• **Extracted material**:
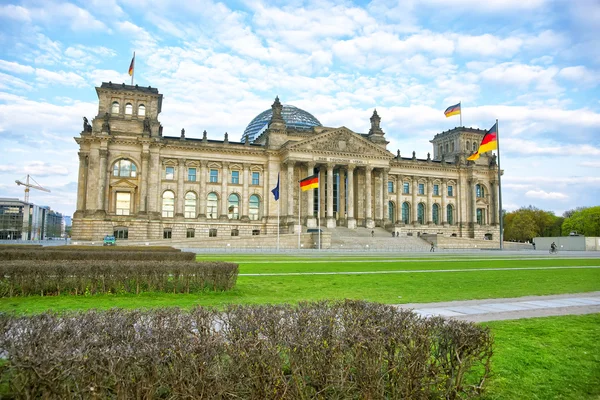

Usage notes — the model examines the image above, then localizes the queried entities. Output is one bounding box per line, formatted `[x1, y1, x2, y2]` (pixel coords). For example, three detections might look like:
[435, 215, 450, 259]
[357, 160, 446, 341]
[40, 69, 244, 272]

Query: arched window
[206, 193, 219, 219]
[417, 203, 425, 225]
[227, 193, 240, 219]
[402, 202, 410, 224]
[431, 204, 440, 225]
[113, 159, 137, 178]
[475, 184, 485, 198]
[162, 190, 175, 217]
[248, 194, 260, 221]
[184, 192, 196, 218]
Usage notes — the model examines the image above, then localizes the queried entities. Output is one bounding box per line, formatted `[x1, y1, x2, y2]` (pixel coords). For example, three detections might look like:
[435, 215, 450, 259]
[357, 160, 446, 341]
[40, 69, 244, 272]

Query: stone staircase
[323, 226, 431, 252]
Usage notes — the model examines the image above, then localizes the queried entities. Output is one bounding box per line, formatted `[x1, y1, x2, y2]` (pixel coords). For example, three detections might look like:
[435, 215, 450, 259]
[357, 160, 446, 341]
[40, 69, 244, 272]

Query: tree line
[503, 205, 600, 242]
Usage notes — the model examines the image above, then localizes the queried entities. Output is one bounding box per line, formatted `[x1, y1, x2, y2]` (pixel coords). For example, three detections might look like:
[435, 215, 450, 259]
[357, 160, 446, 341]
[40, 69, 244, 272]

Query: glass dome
[242, 104, 322, 142]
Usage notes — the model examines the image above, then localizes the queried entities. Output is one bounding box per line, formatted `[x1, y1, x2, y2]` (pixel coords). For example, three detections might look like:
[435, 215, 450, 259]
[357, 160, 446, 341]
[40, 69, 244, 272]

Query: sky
[0, 0, 600, 219]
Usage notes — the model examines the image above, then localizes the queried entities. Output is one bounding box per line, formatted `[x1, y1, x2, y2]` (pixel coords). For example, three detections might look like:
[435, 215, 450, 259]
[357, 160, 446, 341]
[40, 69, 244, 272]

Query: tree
[562, 206, 600, 236]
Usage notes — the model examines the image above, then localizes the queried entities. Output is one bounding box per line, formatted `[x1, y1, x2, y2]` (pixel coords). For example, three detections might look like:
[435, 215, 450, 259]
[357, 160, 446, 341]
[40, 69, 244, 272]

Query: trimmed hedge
[0, 249, 196, 261]
[0, 301, 493, 400]
[0, 260, 238, 297]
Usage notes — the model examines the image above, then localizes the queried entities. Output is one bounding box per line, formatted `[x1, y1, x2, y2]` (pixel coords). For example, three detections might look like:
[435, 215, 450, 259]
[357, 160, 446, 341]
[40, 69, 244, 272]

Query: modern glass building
[241, 104, 322, 142]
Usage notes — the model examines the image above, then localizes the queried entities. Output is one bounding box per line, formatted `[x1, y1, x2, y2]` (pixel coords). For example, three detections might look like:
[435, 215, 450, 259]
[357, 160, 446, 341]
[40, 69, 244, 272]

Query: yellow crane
[15, 175, 50, 203]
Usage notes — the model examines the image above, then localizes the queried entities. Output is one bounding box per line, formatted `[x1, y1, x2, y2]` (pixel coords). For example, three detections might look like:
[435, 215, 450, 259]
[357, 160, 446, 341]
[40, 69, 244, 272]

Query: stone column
[198, 160, 208, 219]
[425, 178, 432, 225]
[139, 152, 150, 214]
[411, 176, 419, 225]
[219, 161, 229, 220]
[381, 168, 394, 228]
[175, 158, 185, 218]
[286, 161, 296, 223]
[77, 151, 88, 212]
[347, 164, 356, 229]
[441, 179, 448, 226]
[308, 162, 319, 228]
[96, 149, 108, 212]
[242, 163, 250, 222]
[327, 163, 336, 228]
[365, 166, 375, 228]
[396, 175, 404, 224]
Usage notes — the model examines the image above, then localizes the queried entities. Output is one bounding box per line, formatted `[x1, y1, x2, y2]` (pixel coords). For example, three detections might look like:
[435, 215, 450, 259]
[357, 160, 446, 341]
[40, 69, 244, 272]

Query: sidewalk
[397, 292, 600, 322]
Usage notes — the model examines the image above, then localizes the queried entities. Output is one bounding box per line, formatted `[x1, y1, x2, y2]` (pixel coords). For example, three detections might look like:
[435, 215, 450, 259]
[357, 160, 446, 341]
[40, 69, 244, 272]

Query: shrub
[0, 248, 196, 261]
[0, 260, 238, 297]
[0, 301, 492, 399]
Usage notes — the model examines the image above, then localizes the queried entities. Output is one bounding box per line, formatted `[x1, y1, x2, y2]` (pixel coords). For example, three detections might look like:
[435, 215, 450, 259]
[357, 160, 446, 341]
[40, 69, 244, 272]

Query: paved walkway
[397, 292, 600, 322]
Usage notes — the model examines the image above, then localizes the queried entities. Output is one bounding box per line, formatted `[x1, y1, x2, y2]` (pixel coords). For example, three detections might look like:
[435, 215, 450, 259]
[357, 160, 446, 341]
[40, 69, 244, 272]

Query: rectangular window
[188, 168, 196, 182]
[116, 192, 131, 215]
[402, 182, 410, 194]
[210, 169, 219, 183]
[231, 171, 240, 184]
[165, 167, 175, 181]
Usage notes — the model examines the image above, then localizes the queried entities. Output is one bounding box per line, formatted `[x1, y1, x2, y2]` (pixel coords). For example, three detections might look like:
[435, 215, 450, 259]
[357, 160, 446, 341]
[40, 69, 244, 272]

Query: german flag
[444, 103, 460, 118]
[300, 174, 319, 192]
[129, 53, 135, 76]
[467, 122, 498, 161]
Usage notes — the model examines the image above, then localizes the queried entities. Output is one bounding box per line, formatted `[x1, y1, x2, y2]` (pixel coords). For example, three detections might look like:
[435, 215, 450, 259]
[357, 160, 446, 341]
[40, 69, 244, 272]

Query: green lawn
[0, 255, 600, 313]
[484, 314, 600, 400]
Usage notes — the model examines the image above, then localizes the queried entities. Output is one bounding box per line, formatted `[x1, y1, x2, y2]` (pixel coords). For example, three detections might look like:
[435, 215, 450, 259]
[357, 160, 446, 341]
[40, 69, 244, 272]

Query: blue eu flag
[271, 174, 279, 201]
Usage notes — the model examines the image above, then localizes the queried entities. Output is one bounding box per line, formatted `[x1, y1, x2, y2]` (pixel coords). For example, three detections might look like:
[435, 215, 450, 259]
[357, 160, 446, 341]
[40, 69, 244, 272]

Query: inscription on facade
[315, 157, 367, 165]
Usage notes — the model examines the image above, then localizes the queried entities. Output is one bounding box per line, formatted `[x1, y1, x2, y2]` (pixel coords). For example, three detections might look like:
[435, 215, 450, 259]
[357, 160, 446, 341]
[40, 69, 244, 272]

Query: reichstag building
[72, 82, 499, 241]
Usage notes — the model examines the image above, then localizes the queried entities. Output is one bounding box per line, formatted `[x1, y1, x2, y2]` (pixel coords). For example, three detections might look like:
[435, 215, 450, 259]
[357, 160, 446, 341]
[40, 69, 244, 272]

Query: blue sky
[0, 0, 600, 219]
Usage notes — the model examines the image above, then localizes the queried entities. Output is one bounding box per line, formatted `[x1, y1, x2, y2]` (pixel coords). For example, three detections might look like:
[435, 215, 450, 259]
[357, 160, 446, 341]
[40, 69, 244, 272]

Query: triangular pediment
[111, 179, 137, 188]
[288, 126, 394, 158]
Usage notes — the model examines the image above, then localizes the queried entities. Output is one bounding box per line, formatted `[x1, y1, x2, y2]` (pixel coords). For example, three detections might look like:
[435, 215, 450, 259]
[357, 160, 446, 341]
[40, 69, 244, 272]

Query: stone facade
[72, 83, 499, 240]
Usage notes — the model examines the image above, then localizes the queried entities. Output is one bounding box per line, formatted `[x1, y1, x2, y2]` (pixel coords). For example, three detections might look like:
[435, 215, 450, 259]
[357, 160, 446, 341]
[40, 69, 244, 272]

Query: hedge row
[0, 249, 196, 261]
[0, 260, 238, 297]
[0, 301, 493, 400]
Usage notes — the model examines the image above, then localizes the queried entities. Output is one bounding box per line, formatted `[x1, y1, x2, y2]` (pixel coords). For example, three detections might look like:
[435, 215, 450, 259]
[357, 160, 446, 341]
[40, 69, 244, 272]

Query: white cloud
[525, 190, 569, 201]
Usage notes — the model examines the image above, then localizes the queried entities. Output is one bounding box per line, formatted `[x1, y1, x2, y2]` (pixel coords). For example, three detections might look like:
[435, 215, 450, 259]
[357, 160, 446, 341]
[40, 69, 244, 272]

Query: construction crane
[15, 175, 50, 203]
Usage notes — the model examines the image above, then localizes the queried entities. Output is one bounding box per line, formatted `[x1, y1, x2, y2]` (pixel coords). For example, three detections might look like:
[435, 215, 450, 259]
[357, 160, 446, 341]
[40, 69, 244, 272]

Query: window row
[388, 201, 454, 225]
[113, 159, 260, 185]
[110, 101, 146, 117]
[161, 190, 262, 221]
[388, 181, 454, 197]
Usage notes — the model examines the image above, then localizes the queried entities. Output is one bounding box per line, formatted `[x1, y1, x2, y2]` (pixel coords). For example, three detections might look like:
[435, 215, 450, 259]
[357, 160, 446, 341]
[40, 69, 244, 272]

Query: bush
[0, 260, 238, 297]
[0, 301, 492, 399]
[0, 247, 196, 261]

• **Directive**: Can you write out the items again, starting at the beginning of the items and ending at the line containing "[503, 205, 600, 242]", with "stone steps" swapped in for "stone staircase" and nothing else changed? Leave the pictures out of your answer.

• **Output**:
Usage notes — the model examines the image above, then localizes the queried entities. Output is one bounding box per line, formatted `[x1, y1, x2, y2]` (pixel coords). For example, three detections might look like:
[435, 215, 450, 259]
[357, 160, 446, 341]
[40, 69, 244, 272]

Query: arched window
[206, 193, 219, 219]
[417, 203, 425, 225]
[227, 193, 240, 219]
[402, 202, 410, 224]
[431, 204, 440, 225]
[113, 159, 137, 178]
[475, 184, 485, 198]
[162, 190, 175, 217]
[248, 194, 260, 221]
[184, 192, 196, 218]
Usage notes — the model examines the image above, then localizes the queried entities. Output is one bounding box per line, formatted `[x1, y1, x2, y2]` (pixel coords). For example, three detections might look like:
[435, 215, 450, 259]
[357, 160, 446, 341]
[40, 69, 244, 272]

Query: stone steps
[323, 226, 431, 252]
Usage notes — the model examines the image above, then localizes the queried entities. Output is one bounding box per line, formatted `[x1, y1, x2, y2]` (pixel coords). For example, three detections might look like:
[435, 215, 450, 259]
[357, 160, 446, 341]
[40, 69, 244, 272]

Query: tree line
[503, 205, 600, 242]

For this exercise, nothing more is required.